**CHALLENGES**
(a) Answer each question using the passage on optimization solvers.
(i) Which solver does the passage say excels at solving NLP problems?
(ii) Which solvers does the passage say MATPOWER supports?
(iii) According to the passage, what does AD break functions down into?
(b) List every solver described in the first paragraph of the passage on optimization solvers.

**PASSAGE SHOWN**
Of note, most of the available optimization solvers are based on the classical approaches mentioned above. Among them, Clarabel stands out for its versatility in optimizing a wide variety of problems. However, it still faces significant challenges in areas such as MIP [
46]. Gurobi is renowned for its proficiency in MIP due to its extensive range of techniques, including simplex and IP methods. However, because it is proprietary software, it might not be able to be used in situations that require license flexibility [
47]. Mosek is efficient concerning the IP approach, but its support for MIP is relatively limited, and its aptitude for NLP remains under debate, which could be a hindrance for developers who prefer open-source solutions [
48]. Xpress specializes in solving MIP, offers conditional support for NLP, but is a closed-license alternative [
49]. In turn, SCS, leveraging its open-source status, promotes adaptability and collaborative development, although its limitations in NLP reduce its effectiveness in certain optimization areas [
50]. IPOPT excels at solving NLP problems, and its open access allows for flexibility [
51].
Now, in this multifaceted optimization environment, the integration of tools such as MATPOWER, GEKKO, and CVXPY significantly expands the available options. MATPOWER is essential for solving energy system issues and supports solvers like Gurobi, Xpress, and IPOPT for linear, mixed-integer, and nonlinear programming [
52,
53,
54]. GEKKO specializes in dynamic systems and nonlinear models, offering a holistic and open-source Python platform [
55,
56]. CVXPY is an open-source modeling language for convex optimization problems embedded in Python. It allows you to express your problems naturally, mirroring the mathematical formulation rather than conforming to the restrictive standard form required by solvers [
57,
58].
Table 1 summarizes the mentioned solvers.
Recently, ANNs have positioned themselves as fundamental tools in optimization by incorporating deep learning techniques, effectively addressing the complexity and non-linearities of various problems. Conventional ANNs employ supervised learning to tackle nonlinear and stochastic problems through regression tasks. To this end, historical data or solutions precomputed by specialized NOPT tools are used to train these networks [
60]. This approach enables ANNs to learn complex patterns and make accurate predictions even under significant uncertainty [
20]. Typically, ANN-based approaches utilize AD, a computational method for efficiently and accurately evaluating function derivatives. Instead of numerical or symbolic differentiation, which can have issues with accuracy and require a lot of computing power, AD breaks functions down into simple operations whose derivatives are known and uses the chain rule consistently [
21]. Thereby, AD ensures machine-level accuracy in derivative calculations and simplifies the determination of loss function gradients in relation to network parameters, enabling the use of gradient-based search with back-propagation. The work in [
61] combines quasi-Newton methods and ANNs for NOPT. Furthermore, the authors in [
60] utilize deep learning to solve optimal flow problems. Similarly, the work in [
62] introduces an integrated training technique that, while effective, requires larger neural networks and presents challenges in generalization. Concurrently, [
63] uses elastic layers and incremental training as optimization-based solvers. Furthermore, the method by [
64] combines convex relaxation with graph neural networks.

(Stored items from a collection)

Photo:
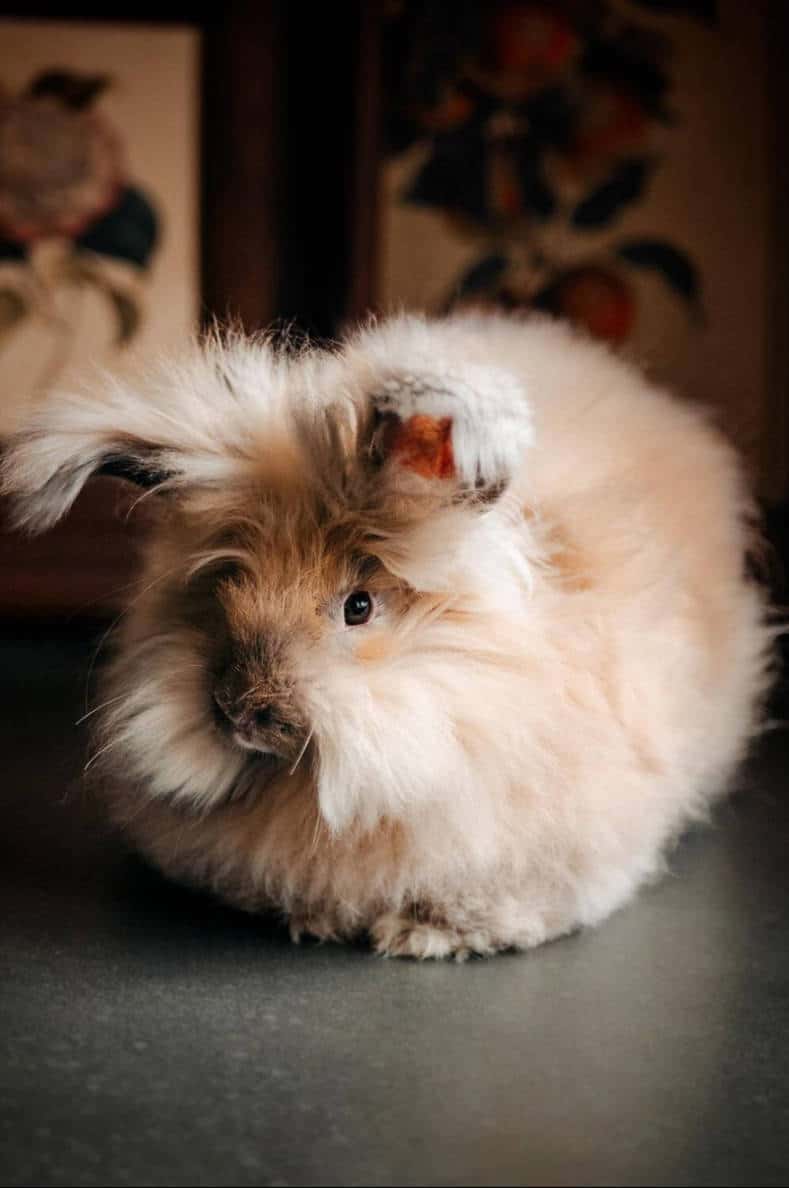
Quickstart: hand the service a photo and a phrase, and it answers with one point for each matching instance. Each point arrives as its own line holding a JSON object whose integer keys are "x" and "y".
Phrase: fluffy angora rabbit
{"x": 442, "y": 637}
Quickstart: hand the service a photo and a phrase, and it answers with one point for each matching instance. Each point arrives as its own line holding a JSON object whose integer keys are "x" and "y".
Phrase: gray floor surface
{"x": 150, "y": 1036}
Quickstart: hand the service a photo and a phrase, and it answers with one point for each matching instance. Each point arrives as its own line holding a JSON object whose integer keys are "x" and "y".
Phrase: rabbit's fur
{"x": 563, "y": 664}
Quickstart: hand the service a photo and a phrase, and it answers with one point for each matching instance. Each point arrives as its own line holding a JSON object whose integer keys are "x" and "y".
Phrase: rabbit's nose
{"x": 256, "y": 726}
{"x": 242, "y": 715}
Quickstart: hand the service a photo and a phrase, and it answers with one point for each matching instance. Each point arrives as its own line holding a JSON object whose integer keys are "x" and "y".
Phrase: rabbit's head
{"x": 334, "y": 574}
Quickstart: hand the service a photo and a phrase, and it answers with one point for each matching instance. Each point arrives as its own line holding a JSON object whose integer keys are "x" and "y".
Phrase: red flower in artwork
{"x": 595, "y": 298}
{"x": 60, "y": 166}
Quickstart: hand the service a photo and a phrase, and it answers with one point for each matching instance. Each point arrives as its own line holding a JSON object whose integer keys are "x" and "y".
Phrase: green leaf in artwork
{"x": 128, "y": 315}
{"x": 624, "y": 185}
{"x": 674, "y": 265}
{"x": 128, "y": 232}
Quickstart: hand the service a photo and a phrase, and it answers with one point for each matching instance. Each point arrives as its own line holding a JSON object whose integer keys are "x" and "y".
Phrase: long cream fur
{"x": 565, "y": 665}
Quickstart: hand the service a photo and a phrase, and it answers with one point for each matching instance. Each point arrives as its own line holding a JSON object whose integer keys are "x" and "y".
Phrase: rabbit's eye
{"x": 358, "y": 607}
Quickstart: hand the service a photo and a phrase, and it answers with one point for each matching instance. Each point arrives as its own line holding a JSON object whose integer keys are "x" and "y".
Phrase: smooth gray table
{"x": 150, "y": 1036}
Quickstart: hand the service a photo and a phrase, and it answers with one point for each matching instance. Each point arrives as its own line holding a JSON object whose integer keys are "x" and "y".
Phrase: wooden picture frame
{"x": 84, "y": 566}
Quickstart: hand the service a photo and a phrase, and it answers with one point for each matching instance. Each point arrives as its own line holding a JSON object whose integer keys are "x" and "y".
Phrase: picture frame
{"x": 84, "y": 566}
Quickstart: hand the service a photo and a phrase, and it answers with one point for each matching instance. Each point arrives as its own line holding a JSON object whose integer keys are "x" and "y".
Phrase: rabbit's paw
{"x": 398, "y": 935}
{"x": 315, "y": 926}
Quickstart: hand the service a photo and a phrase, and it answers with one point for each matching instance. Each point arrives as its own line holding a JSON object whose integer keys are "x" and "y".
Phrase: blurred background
{"x": 617, "y": 162}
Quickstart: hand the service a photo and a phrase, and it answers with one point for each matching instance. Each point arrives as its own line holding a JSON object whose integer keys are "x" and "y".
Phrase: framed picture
{"x": 137, "y": 200}
{"x": 622, "y": 164}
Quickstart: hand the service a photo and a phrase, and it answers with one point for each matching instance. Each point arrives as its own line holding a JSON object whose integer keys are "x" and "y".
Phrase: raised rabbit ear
{"x": 471, "y": 425}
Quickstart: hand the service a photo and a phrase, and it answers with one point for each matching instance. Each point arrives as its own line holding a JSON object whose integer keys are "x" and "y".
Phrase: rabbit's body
{"x": 563, "y": 667}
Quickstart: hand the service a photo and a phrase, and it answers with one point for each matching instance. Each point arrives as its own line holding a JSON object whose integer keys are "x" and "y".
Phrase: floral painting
{"x": 99, "y": 200}
{"x": 532, "y": 127}
{"x": 68, "y": 209}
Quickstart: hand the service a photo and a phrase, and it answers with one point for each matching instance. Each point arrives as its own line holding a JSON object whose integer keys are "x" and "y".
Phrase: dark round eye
{"x": 358, "y": 607}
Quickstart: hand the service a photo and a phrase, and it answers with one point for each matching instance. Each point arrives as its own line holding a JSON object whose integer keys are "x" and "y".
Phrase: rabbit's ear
{"x": 46, "y": 463}
{"x": 163, "y": 435}
{"x": 471, "y": 427}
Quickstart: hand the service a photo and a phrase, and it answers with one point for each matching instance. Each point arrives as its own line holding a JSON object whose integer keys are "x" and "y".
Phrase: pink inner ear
{"x": 422, "y": 444}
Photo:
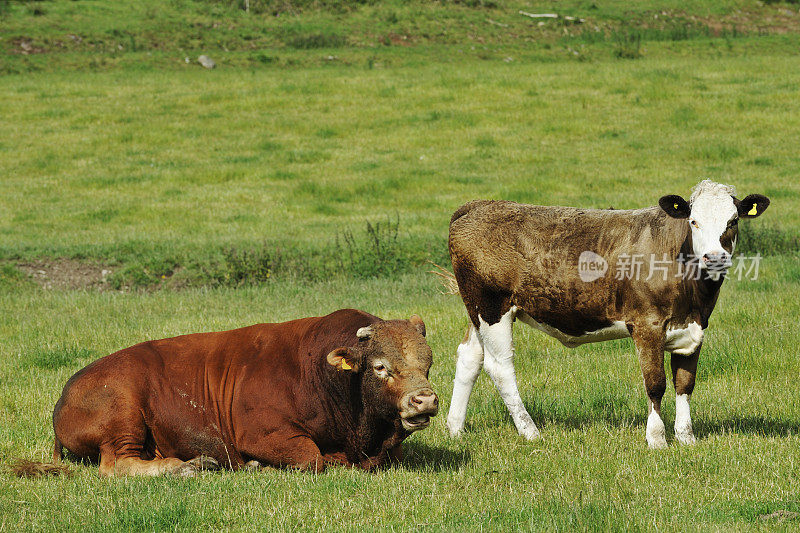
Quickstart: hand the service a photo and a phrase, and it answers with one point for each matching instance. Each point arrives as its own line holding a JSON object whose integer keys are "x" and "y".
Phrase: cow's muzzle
{"x": 417, "y": 408}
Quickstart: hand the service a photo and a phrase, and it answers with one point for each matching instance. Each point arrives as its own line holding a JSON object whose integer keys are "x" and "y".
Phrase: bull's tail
{"x": 446, "y": 277}
{"x": 26, "y": 468}
{"x": 58, "y": 450}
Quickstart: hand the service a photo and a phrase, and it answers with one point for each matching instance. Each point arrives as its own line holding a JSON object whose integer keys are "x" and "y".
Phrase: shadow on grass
{"x": 419, "y": 456}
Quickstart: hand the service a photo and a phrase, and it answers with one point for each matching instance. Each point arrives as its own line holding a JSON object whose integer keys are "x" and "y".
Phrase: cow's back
{"x": 528, "y": 255}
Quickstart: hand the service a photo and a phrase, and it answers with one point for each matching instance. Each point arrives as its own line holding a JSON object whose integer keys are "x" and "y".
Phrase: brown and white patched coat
{"x": 514, "y": 261}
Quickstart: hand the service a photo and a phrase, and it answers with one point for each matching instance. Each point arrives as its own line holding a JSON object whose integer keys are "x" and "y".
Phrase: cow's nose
{"x": 425, "y": 401}
{"x": 716, "y": 258}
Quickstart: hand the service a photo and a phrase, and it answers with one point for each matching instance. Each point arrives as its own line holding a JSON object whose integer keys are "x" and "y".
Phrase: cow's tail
{"x": 446, "y": 277}
{"x": 33, "y": 469}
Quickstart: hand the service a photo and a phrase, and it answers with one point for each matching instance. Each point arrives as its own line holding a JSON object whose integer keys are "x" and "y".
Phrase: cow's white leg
{"x": 498, "y": 346}
{"x": 684, "y": 370}
{"x": 468, "y": 366}
{"x": 650, "y": 349}
{"x": 683, "y": 419}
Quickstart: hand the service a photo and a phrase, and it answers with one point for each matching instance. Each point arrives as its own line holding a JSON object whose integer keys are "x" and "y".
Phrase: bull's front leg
{"x": 650, "y": 349}
{"x": 684, "y": 370}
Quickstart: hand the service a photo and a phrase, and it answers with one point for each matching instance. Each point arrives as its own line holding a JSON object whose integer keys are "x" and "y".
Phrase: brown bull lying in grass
{"x": 346, "y": 388}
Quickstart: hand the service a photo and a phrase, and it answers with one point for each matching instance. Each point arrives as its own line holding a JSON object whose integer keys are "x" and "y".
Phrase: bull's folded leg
{"x": 650, "y": 349}
{"x": 286, "y": 450}
{"x": 468, "y": 366}
{"x": 498, "y": 346}
{"x": 111, "y": 465}
{"x": 684, "y": 369}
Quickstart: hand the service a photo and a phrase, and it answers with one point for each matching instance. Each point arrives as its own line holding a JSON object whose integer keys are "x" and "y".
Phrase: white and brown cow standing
{"x": 515, "y": 261}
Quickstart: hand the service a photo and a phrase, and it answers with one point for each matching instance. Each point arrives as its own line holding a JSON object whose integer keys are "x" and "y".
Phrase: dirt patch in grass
{"x": 66, "y": 274}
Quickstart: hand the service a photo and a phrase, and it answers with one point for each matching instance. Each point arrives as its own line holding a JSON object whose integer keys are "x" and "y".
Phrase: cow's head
{"x": 713, "y": 214}
{"x": 393, "y": 359}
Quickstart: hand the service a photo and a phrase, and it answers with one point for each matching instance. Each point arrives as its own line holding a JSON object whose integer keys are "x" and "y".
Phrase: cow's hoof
{"x": 204, "y": 462}
{"x": 530, "y": 432}
{"x": 656, "y": 433}
{"x": 685, "y": 437}
{"x": 456, "y": 430}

**TASK-BY-TASK ANSWERS**
(a)
(i) IPOPT
(ii) Gurobi, Xpress, and IPOPT
(iii) Simple operations whose derivatives are known

(b) Clarabel, Gurobi, Mosek, Xpress, SCS, IPOPT